SET PROBLEM> Count how many lines in the entries below contain the string "brown", treating uppercase and lowercase as different. Reply with the number only.

DATA FOR THE TASK>
___

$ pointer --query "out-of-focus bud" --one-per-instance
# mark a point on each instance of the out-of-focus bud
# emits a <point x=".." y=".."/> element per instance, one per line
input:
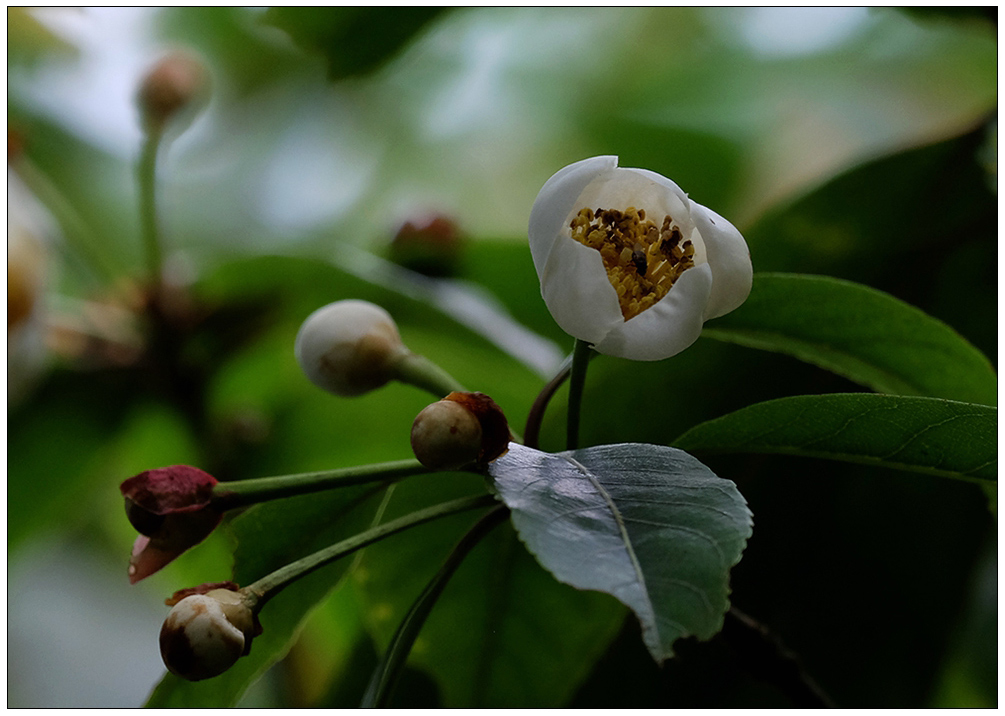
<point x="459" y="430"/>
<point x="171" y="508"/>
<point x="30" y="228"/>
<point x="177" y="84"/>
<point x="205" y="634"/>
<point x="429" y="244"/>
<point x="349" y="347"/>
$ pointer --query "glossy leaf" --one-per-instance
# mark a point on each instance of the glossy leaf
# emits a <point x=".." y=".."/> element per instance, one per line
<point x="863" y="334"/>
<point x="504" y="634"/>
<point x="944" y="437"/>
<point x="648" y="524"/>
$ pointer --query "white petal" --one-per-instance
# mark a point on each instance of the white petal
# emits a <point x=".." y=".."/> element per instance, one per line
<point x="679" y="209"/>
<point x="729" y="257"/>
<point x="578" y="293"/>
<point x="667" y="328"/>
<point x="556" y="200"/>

___

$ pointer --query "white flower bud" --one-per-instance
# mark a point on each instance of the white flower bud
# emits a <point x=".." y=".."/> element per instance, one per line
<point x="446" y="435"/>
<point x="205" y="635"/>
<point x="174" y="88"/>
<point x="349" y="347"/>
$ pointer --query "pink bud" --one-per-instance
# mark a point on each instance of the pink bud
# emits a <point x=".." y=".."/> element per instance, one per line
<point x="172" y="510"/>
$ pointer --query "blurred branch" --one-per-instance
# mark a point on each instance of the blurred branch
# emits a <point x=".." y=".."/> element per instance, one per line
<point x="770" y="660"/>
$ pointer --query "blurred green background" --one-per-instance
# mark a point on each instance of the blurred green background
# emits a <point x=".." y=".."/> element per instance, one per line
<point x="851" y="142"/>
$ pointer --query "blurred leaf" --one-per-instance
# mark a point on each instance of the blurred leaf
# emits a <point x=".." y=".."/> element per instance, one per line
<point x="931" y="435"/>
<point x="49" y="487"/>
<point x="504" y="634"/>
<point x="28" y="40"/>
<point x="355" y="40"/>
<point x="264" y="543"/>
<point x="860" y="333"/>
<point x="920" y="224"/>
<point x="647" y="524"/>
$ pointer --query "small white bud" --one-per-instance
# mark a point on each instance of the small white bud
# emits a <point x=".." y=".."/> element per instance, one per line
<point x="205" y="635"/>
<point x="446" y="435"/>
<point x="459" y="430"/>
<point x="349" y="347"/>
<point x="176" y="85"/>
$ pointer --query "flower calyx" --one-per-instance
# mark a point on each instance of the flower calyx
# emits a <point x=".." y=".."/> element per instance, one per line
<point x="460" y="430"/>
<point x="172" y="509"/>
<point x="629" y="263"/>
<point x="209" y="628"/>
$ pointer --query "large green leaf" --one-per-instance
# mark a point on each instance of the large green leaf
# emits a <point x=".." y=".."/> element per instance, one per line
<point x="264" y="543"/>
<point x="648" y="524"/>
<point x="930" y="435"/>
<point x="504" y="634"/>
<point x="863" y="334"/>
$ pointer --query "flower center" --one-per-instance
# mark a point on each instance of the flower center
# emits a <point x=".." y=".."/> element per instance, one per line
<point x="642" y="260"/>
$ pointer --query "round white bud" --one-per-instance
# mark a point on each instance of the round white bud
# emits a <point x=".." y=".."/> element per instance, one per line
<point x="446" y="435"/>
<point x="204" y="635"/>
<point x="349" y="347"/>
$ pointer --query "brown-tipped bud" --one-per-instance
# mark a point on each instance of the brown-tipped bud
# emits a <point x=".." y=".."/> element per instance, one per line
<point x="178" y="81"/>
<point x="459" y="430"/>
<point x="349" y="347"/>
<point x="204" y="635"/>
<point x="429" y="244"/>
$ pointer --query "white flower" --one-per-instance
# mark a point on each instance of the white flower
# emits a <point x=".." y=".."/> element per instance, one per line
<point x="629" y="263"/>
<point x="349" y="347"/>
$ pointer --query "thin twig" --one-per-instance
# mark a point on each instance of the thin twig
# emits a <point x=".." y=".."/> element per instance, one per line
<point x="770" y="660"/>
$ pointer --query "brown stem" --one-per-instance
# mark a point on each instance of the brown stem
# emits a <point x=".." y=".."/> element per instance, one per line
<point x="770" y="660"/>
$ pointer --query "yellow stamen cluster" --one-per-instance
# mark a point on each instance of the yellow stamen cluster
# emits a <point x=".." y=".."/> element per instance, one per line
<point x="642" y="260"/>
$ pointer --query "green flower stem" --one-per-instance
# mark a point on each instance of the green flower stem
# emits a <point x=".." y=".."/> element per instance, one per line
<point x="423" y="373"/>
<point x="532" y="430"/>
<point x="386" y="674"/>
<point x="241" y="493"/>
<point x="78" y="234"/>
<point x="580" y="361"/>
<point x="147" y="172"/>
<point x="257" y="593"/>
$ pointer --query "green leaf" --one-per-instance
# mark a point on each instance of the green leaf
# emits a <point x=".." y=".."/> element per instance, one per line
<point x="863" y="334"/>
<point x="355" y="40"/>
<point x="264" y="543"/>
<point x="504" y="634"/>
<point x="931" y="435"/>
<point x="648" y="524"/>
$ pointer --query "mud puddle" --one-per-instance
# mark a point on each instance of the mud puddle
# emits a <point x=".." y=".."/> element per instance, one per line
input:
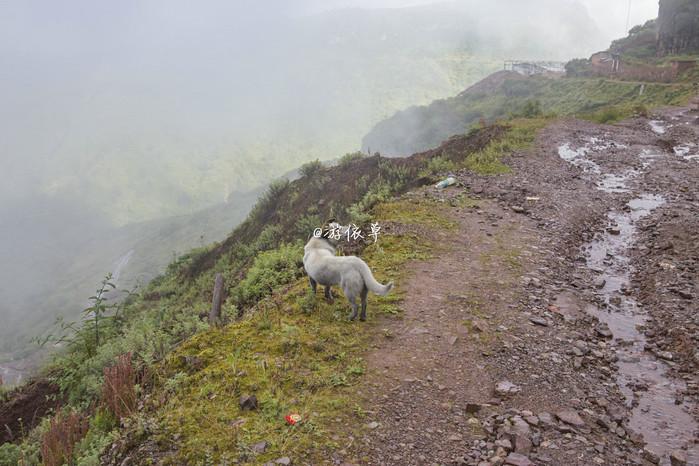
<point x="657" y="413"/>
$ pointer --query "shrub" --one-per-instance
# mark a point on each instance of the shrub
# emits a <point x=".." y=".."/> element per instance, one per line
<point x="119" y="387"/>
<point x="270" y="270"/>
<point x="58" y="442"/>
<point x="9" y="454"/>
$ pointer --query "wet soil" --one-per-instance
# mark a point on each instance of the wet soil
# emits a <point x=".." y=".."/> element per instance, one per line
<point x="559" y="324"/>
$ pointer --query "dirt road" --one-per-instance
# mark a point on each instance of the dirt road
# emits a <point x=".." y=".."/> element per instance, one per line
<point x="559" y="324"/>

___

RESULT FOR THIS EXERCISE> 4